*Given records:*
──────────

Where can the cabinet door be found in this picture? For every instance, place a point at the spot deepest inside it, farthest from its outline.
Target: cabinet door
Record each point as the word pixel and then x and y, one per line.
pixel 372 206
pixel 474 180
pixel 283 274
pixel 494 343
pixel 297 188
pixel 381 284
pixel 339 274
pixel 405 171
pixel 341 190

──────────

*Stated goal:*
Please write out every line above word for word, in the same order.

*Response to the task:*
Where can the cabinet door be found in this picture? For every instance, place a point at the spot deepest inside it, farthest from its outline.
Target: cabinet door
Record each point as the word pixel and then x and y, one per line.
pixel 372 206
pixel 474 180
pixel 283 274
pixel 494 343
pixel 297 188
pixel 381 284
pixel 339 274
pixel 405 171
pixel 341 190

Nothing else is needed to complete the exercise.